■ Texte à lire:
Le Journal de Michel Perdrial
Le Journal de Michel Perdrial



Loïc Boyer
Je suis l’auteur de textes courts qui furent publiés depuis mil neuf cent quatre-vingt-quinze dans des revues littéraires en France (Supérieur Inconnu, Supplément d’Ame, Nouvelle Donne, Le Bord de l’Eau, Pris de Peur, l’Art du Bref, Sol’Air, Gros Textes, Salmigondis, Verso, Décharge, Bulle, Filigranes, Diérèse, Martobre, Comme ça et Autrement, (Cahier d’) Ecritures, La Nef des Fous), en Belgique (Traversées, Ecrits Vains, L’Arbre à Plumes, Inédit Nouveau, Bleu d’Encre), au Canada (Les Saisons Littéraires) et en Italie (Les Cahiers du Ru).
Les courageuses Editions du Chardon ont publié en mil neuf cent quatre-vingt-dix-neuf Erotica, un recueil de vingt-huit de ces textes, illustré par Isabelle Pio et Antoine Lopez et préfacé par Sarane Alexandrian, toujours disponible auprès de moi.

■ Consignes: D'après le texte de présentation, quelle maison d'édition a fait paraître le recueil Erotica ? Appuyez-vous uniquement sur le texte de présentation.

■ Données fournies:
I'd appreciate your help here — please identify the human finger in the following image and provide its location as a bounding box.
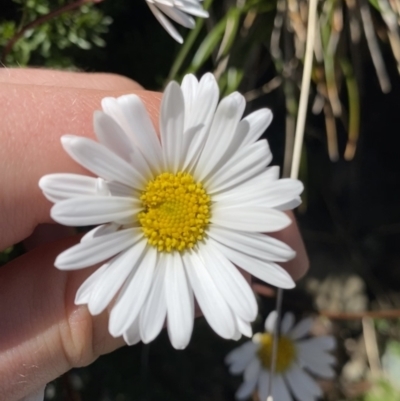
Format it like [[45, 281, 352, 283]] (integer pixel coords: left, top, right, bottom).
[[0, 237, 124, 401], [0, 68, 143, 91], [0, 83, 161, 249]]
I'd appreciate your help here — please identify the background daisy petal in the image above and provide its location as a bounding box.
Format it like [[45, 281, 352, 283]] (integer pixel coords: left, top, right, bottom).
[[281, 312, 294, 334], [235, 380, 257, 400], [93, 110, 133, 163], [285, 363, 322, 401], [264, 311, 278, 333], [123, 317, 140, 345], [289, 317, 313, 340], [225, 341, 258, 375]]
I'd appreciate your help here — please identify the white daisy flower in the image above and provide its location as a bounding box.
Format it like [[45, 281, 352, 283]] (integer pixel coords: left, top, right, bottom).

■ Réponse: Les Editions du Chardon.